» TO DO:
Answer these questions using the home theater thread below.
(a) What are the dimensions of the dedicated home theater room?
(b) Which subwoofer model does the system currently use?
(c) Which company does the reply recommend for on-wall speakers?

» EXCERPT PROVIDED:
# Input needed on mains/center



## cynical2 (Jul 18, 2007)

Hey guys, I'm looking for some practical advice on the mains/center in our HT.


Relevant Background: Last summer, we put a dedicated HT (18'5" x 15' x 8') in the basement of our home. I am currently running Klipsch speakers across the front, with in-walls to complete a 7.1 system. The mains are floorstanders. The .1 is a Paradigm PS-1200 that I'm perfectly happy with (though it may be moving upstairs in a few months, paving the way for a DIY sub build  ...but that's for another thread).

The audio system in our HT is used 100% for movies...music is listened to upstairs in out family room. My criteria are simple: the ability for the system to play clear, loud, and accurate...in that order of priority. And, the accuracy piece is a relative term...to me, it just means that I don't want any glaring issues with the frequency response of the system. It doesn't mean accurate in a critical listening, audiophile sense. Truth be told, I'm more of a video guy than an audio guy, and probably can't tell the difference in subtle speaker differences the way many of the folks on this forum can. At the end of the day, our HT is for casual use.

All walls are drywall and covered with a fabric similar to velvet. No treatments are planned (WAF).

Onto the challenge I need help with:
My wife has tasked me with cleaning up the appearance of the audio system. To her, this means no more floorstanders! :grumpy:
A picture of the front of the room (sub is now located directly below screen, and the center is sitting on it):












And the seating area (you can see 3 of the 4 in-walls):










This request started my quest to find a suitable solution that will meet both of our needs/wants. I also have some unpalatable constraints that I have to work in:
My screen is 2:35, and almost the full width of the wall. I'd like to keep as much of the width as we're reasonably able.
The equipment rack is located on the right side of the screen (where the right main will be). This eliminates elevated towers because they're deep enough that it makes equipment access impossible/difficult. This bookshelf area was already built into the room, and seemed the logical place to put the equipment. I've built a sliding door since the picture was taken that slides towards the back of the room (away from the screen wall).
So, as I see it, I have a couple of options:
Put bookshelf speakers in the upper corners. If they're high (above my head), then I can get in and out of the equipment area without any problem.
Get on-wall speakers (mains and center) to flank the screen, something like the speakers below.










Here's a to-scale schematic of a side-view of what the two options look like, with the listening position denoted with red blocks (although I'm not sure if the tweeter is aimable in on-wall speakers...if it's not, then they would project straight out from the wall):











My questions:
What should I be looking for if I go the bookshelf route? Would a rear-ported bookshelf be OK since it'll be tilted downward and not flush to the wall?
Is it a necessity to find speakers with a "boundary switch" that somehow perform better when placed in a corner?
Is one of the two options I've identified better than the other?
Are there other options I haven't considered?
What's the difference in a monitor speaker and a bookshelf speaker?


----------



## jakewash (Nov 29, 2007)

Check out Axiom Audio, they have some on walls that might work for you, You also look like there might be enough room on either side of the screen for some wall mounted booshelves9thin ones). I have seen a few systems with 3 center channels like the ones in your pic but all three were maounted above the screen angled down with great reviews of the sound quality.

» DATA SUPPLIED:
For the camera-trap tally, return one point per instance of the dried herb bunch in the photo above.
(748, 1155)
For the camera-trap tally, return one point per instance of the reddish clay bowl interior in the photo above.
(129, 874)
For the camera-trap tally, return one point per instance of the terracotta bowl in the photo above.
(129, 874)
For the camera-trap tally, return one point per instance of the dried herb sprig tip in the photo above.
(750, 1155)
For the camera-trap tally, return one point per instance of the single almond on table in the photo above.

» EXERCISE SOLUTION:
(a) 18'5" x 15' x 8'
(b) The Paradigm PS-1200
(c) Axiom Audio